[Records to use — start]

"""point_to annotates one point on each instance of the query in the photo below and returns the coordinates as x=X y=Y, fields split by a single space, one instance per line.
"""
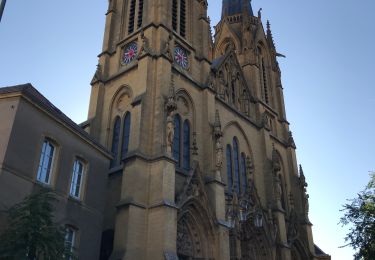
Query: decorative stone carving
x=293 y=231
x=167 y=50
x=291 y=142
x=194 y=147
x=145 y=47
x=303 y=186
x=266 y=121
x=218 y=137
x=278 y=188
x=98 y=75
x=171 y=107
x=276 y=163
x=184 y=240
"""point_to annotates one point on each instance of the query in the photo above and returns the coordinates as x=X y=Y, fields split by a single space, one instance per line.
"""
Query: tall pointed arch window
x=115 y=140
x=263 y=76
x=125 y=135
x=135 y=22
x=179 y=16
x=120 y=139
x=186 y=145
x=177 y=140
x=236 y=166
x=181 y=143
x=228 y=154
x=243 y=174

[Records to use — finish]
[Records to use — start]

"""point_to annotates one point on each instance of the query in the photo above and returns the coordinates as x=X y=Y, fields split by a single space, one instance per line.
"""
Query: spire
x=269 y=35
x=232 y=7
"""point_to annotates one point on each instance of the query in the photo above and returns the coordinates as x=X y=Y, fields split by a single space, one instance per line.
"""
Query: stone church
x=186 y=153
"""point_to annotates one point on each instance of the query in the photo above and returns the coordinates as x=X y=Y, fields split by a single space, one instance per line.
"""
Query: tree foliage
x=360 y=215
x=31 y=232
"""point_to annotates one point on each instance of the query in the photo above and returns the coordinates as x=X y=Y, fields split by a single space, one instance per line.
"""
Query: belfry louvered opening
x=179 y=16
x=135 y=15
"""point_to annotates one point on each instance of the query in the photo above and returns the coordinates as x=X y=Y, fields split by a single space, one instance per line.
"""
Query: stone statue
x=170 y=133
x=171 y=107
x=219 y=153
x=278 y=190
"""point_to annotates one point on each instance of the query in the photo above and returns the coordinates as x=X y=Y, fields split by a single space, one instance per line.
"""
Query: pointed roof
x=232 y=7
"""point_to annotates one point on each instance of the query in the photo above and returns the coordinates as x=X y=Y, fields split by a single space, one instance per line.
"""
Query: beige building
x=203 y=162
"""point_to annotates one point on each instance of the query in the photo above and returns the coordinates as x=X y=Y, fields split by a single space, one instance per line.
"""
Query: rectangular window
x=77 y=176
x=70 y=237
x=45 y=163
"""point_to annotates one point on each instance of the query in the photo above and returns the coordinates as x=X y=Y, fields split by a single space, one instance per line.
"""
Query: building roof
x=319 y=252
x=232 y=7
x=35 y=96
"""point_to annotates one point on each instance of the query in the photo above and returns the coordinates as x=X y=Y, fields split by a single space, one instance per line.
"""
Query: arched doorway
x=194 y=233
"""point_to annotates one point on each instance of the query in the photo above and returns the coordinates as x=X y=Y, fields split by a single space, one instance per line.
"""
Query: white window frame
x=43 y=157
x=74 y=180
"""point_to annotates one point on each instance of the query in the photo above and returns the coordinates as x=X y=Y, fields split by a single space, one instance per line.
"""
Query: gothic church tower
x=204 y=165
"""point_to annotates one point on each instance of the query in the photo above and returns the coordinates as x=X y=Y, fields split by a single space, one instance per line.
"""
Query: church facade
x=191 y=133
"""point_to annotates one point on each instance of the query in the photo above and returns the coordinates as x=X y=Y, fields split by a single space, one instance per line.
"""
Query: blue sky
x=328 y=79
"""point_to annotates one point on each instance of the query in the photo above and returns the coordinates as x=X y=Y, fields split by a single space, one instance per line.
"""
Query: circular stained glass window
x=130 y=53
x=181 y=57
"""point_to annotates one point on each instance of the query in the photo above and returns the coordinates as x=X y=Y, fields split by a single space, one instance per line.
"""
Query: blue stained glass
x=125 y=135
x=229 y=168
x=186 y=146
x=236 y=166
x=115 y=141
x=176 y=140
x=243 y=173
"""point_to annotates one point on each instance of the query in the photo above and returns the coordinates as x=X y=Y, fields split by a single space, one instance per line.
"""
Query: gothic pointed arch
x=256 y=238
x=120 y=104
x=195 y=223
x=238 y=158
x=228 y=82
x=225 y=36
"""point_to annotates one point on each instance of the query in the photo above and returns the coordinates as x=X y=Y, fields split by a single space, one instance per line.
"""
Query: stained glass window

[Records to use — finish]
[Records to use — start]

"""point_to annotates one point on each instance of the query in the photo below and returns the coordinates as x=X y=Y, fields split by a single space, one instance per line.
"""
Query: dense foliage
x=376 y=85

[Records to use — finish]

# [The task]
Look above for the line holding "Query: blue stained glass" and the line holding "Query: stained glass window", then output exactly those two lines and every line between them, nothing more.

# [Response to the task]
Query: blue stained glass
x=125 y=135
x=229 y=168
x=186 y=146
x=236 y=166
x=115 y=141
x=176 y=140
x=243 y=173
"""point_to annotates one point on each instance of the query in the photo above and returns the coordinates as x=X y=Y, fields split by a single space, one instance per line.
"""
Query: gothic pointed arch
x=256 y=238
x=120 y=104
x=195 y=223
x=238 y=158
x=228 y=82
x=225 y=36
"""point_to annotates one point on each instance of the query in the photo above and returns the coordinates as x=X y=Y, fields split by a single space, one instance per line.
"""
Query: stained glass window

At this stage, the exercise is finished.